Rotschimmelreis

Die spannende Entstehungsgeschichte der Statine.
Rotschimmelreis (auch «Roter Reis», «rot fermentierter Reis» oder «Rote Reishefe» genannt) wird zurzeit vor allem übers Internet als cholesterinsenkendes Naturprodukt angepriesen. Die Wirkung soll mindestens gleich gut sein wie mit cholesterinsenkenden Medikamenten. Wie ist das möglich? Wie ist dies zu bewerten? Was hat der Rotschimmelreis mit den sehr häufig zur Cholesterinsenkung eingesetzten Medikamenten, den sogenannten Statinen, gemeinsam? Der folgende Artikel geht darauf ein.

Was ist Rotschimmelreis?

### Ausgewählte Datensätze
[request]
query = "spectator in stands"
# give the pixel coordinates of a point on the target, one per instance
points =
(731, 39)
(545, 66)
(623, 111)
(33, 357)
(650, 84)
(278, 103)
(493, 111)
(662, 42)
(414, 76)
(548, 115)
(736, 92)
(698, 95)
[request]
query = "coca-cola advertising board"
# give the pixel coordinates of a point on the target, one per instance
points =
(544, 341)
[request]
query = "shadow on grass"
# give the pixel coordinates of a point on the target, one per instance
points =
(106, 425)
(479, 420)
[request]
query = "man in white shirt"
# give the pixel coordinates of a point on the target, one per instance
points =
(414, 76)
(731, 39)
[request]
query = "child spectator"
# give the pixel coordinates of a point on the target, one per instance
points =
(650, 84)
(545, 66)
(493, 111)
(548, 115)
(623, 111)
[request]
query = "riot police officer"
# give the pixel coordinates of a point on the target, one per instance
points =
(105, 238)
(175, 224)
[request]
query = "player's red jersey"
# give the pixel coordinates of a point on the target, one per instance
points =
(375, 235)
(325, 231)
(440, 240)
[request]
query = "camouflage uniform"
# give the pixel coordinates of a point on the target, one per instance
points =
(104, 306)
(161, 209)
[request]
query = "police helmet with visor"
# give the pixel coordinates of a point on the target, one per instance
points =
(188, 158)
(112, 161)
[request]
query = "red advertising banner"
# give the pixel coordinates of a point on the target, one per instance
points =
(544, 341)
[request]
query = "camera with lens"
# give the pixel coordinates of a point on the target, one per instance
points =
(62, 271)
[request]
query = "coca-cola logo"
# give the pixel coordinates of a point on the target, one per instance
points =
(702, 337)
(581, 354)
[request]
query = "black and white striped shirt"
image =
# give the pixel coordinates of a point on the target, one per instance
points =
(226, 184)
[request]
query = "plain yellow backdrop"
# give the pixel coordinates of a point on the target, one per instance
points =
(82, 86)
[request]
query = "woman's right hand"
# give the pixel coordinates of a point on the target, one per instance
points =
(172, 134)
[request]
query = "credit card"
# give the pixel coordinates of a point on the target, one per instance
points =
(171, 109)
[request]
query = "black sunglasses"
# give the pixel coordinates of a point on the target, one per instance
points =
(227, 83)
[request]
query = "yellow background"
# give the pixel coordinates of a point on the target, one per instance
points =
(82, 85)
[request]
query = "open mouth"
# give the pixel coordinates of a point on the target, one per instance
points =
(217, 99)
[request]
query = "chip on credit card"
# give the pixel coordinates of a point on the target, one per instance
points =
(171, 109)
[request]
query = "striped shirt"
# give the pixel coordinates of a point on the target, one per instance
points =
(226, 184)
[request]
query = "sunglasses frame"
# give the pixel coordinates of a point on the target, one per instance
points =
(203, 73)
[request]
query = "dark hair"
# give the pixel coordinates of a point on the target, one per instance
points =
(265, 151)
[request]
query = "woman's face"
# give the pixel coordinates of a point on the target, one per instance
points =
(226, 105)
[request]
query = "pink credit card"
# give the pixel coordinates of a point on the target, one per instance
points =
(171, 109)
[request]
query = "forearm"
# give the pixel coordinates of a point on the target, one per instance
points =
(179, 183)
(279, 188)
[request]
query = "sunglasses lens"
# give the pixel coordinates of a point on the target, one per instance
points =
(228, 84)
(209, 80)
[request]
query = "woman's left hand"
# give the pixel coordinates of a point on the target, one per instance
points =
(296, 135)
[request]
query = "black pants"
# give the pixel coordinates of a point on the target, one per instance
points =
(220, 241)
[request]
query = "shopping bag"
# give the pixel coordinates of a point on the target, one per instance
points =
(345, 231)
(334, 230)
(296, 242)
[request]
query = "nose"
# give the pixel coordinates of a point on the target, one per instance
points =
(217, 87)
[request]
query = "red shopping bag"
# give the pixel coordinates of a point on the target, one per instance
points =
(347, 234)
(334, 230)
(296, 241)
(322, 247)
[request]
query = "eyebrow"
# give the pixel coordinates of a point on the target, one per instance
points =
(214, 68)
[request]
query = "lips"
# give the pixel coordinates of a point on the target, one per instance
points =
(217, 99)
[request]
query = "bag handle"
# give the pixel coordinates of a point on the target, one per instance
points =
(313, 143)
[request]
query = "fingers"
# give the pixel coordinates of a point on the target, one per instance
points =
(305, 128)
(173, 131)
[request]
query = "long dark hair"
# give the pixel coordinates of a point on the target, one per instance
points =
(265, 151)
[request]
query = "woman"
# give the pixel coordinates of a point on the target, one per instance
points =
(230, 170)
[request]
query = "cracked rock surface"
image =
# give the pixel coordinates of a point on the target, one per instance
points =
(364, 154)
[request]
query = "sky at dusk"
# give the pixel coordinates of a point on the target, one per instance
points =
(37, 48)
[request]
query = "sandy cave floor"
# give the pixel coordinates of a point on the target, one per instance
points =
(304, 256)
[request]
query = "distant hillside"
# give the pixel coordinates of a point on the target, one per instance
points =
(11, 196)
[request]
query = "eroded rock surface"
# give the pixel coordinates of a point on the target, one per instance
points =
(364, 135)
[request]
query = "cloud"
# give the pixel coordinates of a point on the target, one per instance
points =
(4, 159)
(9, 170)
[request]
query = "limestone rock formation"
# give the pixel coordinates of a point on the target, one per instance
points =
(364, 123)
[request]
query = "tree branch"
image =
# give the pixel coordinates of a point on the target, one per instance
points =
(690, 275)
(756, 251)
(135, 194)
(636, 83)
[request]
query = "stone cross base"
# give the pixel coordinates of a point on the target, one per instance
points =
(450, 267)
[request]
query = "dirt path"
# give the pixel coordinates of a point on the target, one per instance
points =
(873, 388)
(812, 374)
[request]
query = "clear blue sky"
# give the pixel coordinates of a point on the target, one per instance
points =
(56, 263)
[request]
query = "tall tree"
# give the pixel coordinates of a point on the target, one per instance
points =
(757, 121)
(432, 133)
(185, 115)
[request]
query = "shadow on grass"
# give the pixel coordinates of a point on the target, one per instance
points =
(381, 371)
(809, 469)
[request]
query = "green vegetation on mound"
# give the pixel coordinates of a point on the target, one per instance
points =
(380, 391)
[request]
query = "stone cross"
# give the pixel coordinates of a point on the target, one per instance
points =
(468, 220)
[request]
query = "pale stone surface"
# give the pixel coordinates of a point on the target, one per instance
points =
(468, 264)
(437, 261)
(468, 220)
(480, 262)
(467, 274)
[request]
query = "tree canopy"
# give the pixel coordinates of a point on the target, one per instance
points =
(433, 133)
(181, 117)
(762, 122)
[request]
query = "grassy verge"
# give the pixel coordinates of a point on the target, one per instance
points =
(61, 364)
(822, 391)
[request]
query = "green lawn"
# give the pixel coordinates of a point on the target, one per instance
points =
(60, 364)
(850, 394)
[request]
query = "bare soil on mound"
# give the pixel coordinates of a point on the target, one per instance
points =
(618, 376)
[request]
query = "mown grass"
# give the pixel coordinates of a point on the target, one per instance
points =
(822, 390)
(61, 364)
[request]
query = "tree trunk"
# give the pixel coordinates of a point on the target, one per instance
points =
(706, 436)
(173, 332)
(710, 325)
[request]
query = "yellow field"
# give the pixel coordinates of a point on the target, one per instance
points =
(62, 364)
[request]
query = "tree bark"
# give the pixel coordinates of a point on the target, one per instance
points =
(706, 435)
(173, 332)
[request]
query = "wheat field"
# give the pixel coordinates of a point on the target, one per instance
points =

### Ziel der Aufgabe
Nennen Sie alle weiteren Bezeichnungen für Rotschimmelreis, die der Lerntext in Klammern aufführt. Die Datensätze sind eigenständiges Material und gehören nicht zum Lerntext.

### Ergebnis der Aufgabe
- Roter Reis
- rot fermentierter Reis
- Rote Reishefe